> **EXERCISE REQUIREMENTS**
Your task is to show every line in the listing below that includes "background".

··· RECORDS SHOWN

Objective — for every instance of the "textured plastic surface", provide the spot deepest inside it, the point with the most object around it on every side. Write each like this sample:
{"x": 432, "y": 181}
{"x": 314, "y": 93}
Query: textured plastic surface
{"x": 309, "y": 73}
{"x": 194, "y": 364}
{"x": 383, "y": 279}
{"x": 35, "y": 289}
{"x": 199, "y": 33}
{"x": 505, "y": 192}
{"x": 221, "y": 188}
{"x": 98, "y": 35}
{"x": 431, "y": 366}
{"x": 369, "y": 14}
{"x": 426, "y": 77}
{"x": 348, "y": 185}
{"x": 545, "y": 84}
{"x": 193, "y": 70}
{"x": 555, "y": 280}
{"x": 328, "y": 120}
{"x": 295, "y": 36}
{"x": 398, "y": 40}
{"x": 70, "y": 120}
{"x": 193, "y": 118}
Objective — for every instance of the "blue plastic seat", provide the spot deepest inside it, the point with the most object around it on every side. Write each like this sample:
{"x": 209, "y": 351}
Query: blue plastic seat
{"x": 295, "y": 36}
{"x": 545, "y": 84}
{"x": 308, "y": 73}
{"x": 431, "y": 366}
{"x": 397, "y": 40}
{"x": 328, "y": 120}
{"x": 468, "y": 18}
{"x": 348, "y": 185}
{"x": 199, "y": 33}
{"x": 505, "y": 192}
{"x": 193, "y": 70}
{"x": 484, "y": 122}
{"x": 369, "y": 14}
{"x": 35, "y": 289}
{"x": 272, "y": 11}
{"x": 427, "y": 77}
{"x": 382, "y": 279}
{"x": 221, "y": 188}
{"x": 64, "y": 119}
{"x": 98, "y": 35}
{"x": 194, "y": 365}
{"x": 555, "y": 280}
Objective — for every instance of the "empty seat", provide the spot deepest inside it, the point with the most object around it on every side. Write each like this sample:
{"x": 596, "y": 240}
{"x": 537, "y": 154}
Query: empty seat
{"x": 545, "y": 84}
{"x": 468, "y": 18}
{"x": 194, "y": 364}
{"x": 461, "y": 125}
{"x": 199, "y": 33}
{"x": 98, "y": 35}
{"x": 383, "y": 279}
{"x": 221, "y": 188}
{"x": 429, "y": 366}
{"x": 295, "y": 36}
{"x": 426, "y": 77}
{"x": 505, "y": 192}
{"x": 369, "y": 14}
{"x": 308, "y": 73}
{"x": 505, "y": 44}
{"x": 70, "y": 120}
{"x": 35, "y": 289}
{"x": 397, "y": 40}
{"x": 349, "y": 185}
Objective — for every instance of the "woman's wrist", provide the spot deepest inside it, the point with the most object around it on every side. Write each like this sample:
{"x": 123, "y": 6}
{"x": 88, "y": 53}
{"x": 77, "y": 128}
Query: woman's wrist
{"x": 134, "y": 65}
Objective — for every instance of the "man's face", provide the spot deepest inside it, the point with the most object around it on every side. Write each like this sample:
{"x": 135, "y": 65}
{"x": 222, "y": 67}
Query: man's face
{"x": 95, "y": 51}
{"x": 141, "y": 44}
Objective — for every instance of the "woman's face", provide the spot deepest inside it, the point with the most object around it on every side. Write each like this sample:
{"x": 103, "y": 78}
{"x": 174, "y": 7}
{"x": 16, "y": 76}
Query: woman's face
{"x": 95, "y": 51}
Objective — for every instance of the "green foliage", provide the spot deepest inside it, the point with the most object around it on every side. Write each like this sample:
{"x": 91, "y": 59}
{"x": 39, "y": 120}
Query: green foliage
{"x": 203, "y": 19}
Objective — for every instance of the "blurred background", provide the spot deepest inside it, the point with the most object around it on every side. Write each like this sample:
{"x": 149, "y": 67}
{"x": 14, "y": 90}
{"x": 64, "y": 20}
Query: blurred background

······
··· RECORDS SHOWN

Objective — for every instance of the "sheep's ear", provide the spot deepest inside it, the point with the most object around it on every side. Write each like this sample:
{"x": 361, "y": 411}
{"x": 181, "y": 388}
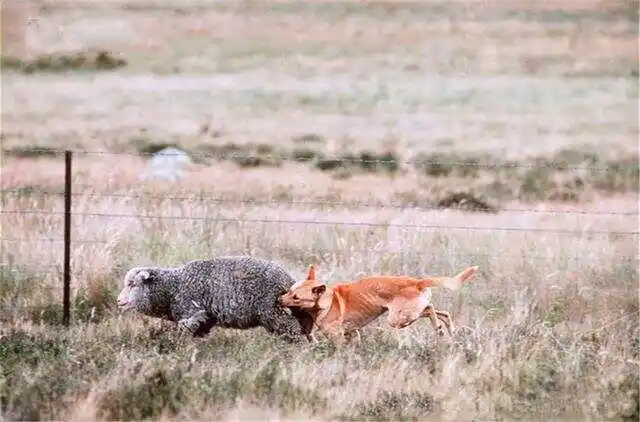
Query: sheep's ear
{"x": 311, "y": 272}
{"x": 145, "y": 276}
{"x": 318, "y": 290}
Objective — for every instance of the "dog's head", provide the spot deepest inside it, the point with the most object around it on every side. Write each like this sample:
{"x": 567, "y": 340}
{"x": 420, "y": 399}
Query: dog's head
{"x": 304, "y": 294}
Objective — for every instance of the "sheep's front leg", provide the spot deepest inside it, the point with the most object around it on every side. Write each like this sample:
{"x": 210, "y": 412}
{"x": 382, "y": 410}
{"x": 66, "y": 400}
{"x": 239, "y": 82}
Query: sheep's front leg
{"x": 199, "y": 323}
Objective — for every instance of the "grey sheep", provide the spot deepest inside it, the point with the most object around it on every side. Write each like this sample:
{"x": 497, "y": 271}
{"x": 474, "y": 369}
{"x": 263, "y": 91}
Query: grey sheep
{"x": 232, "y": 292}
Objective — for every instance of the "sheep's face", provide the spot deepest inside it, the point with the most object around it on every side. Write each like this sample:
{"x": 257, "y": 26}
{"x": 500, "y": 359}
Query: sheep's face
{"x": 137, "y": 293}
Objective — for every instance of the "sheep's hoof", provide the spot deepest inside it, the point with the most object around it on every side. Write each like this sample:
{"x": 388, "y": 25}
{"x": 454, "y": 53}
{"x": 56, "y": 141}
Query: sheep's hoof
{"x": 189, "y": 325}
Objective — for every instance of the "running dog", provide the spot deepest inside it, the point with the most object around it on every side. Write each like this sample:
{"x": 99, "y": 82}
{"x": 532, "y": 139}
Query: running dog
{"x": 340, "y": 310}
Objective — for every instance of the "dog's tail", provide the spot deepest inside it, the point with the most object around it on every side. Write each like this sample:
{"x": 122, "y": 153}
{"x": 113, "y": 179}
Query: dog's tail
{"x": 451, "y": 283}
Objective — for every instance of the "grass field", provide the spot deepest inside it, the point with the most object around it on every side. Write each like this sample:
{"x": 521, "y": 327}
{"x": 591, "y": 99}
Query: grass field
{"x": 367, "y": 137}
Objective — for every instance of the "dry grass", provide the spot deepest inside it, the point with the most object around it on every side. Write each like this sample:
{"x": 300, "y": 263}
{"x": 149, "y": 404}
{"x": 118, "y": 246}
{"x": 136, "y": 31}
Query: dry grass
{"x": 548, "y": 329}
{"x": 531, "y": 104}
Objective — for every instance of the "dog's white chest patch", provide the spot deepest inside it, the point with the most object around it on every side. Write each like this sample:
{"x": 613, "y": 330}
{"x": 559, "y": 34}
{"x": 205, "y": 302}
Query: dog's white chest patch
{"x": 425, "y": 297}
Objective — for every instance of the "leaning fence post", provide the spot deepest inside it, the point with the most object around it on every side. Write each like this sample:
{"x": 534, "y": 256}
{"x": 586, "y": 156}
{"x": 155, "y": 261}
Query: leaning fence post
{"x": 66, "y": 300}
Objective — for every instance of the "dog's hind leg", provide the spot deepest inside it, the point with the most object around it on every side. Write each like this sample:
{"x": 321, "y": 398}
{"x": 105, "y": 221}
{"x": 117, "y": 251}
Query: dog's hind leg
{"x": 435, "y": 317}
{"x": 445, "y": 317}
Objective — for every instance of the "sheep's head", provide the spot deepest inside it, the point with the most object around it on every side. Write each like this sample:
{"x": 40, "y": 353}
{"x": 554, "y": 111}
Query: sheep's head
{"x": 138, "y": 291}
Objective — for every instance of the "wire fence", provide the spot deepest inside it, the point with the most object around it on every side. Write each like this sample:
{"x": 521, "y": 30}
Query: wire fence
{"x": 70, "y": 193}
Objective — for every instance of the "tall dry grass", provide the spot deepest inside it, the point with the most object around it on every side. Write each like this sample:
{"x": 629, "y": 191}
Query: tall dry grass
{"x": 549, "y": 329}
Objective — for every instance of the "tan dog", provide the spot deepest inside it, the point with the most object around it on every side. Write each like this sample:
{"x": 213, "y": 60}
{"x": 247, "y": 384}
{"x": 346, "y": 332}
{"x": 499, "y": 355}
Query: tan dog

······
··· RECORDS SHOWN

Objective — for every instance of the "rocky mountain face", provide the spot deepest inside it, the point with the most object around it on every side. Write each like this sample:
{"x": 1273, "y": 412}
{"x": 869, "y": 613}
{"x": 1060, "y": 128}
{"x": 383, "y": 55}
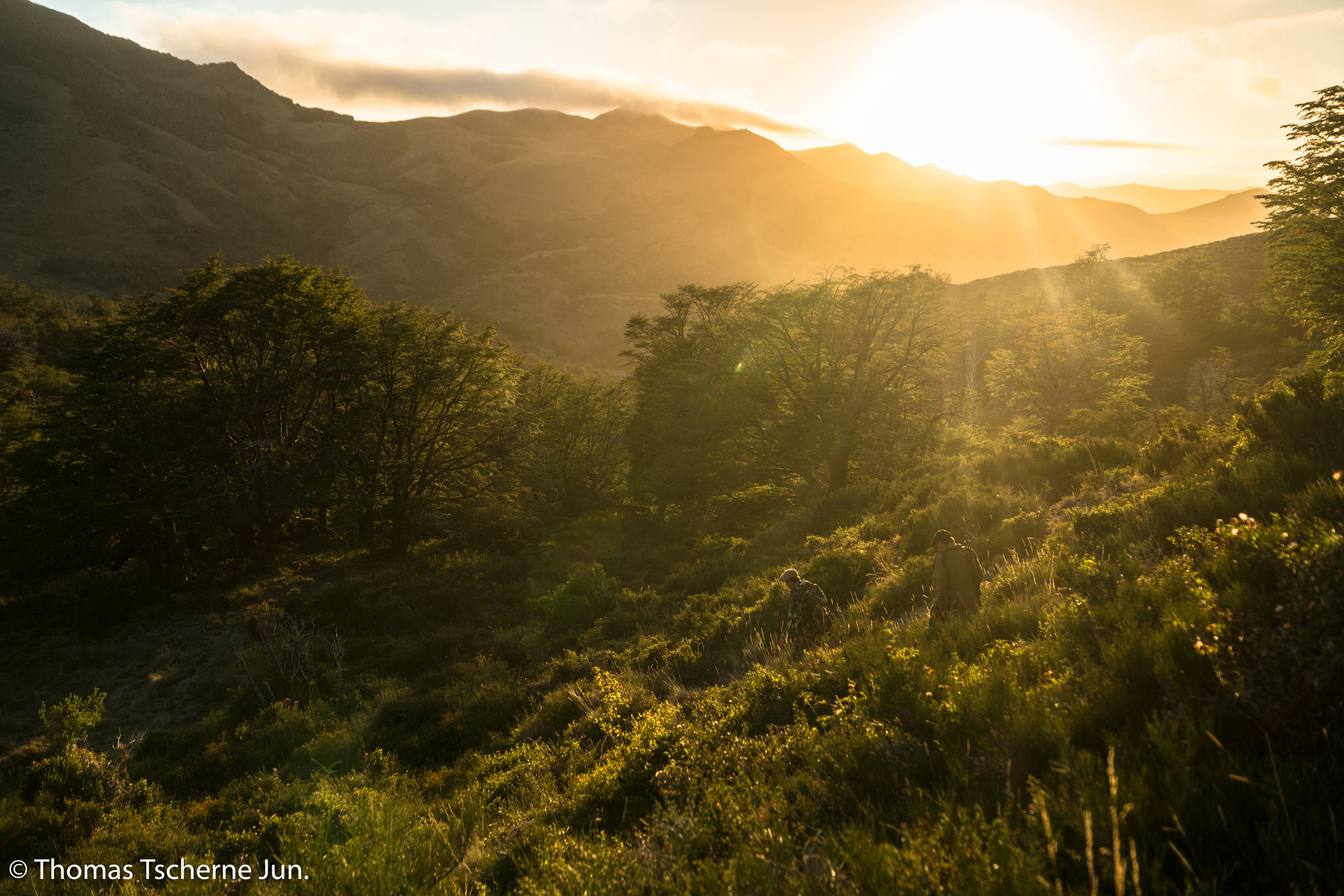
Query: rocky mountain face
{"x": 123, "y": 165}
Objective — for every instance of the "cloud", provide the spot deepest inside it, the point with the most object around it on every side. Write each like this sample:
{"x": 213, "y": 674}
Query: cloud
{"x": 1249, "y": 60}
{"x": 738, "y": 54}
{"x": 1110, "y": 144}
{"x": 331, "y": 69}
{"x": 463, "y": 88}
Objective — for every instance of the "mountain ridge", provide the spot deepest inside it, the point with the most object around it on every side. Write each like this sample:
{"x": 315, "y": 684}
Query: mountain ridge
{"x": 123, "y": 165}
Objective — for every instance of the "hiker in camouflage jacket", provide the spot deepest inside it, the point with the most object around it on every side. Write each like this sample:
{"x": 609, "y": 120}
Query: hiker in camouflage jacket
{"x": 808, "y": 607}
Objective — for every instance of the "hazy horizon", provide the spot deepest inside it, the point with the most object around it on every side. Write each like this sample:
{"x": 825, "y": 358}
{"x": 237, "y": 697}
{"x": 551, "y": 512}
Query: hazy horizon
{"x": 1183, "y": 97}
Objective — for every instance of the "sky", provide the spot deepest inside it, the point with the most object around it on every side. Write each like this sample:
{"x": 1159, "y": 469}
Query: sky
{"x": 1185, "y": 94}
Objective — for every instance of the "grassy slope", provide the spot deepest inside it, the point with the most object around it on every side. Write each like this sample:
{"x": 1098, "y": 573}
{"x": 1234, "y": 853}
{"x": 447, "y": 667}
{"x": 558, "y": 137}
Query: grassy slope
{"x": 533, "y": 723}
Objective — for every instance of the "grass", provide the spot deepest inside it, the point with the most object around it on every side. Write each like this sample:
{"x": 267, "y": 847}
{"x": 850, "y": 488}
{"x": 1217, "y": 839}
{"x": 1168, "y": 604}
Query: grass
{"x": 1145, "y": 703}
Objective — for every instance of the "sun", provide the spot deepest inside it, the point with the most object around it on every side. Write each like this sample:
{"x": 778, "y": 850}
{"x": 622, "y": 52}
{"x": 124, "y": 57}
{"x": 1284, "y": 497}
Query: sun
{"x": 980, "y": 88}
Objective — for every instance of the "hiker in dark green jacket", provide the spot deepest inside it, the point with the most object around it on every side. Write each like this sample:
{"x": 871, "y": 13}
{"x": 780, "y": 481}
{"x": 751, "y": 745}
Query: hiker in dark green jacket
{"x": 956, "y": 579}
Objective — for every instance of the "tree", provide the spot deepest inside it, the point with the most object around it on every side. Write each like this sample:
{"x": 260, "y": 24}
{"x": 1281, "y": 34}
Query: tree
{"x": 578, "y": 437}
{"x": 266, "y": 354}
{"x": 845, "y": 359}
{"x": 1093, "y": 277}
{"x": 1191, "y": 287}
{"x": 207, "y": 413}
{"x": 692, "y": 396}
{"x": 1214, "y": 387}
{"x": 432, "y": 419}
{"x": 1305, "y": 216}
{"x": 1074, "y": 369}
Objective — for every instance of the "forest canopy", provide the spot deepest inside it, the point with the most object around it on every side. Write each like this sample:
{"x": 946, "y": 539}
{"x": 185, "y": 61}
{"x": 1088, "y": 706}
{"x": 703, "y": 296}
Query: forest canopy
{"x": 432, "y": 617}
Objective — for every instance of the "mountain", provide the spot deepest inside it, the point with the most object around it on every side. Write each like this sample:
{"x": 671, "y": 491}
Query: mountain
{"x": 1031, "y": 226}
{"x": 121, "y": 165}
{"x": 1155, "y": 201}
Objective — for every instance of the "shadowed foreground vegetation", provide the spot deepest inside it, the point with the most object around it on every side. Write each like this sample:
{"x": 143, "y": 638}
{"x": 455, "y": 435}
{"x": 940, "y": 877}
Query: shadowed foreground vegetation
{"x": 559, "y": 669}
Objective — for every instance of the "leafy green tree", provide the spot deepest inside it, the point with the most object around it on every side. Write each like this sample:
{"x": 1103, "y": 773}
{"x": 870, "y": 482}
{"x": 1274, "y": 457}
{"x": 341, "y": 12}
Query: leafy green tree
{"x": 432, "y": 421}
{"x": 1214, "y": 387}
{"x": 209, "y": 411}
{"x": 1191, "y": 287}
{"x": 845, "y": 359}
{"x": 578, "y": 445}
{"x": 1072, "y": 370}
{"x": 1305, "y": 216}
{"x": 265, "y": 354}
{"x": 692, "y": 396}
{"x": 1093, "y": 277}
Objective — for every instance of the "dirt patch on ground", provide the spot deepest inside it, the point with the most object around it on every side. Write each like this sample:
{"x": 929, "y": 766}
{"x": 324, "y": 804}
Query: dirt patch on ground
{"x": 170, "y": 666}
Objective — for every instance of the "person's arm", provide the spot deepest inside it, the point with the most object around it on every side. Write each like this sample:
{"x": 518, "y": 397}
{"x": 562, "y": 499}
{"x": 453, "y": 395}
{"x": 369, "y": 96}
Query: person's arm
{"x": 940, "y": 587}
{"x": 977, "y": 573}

······

> **EXERCISE RESPONSE**
Objective — for every instance of the "blurred background", provide the spot deepest inside it, the point with the most object around it on every side. Write each like this sample:
Query: blurred background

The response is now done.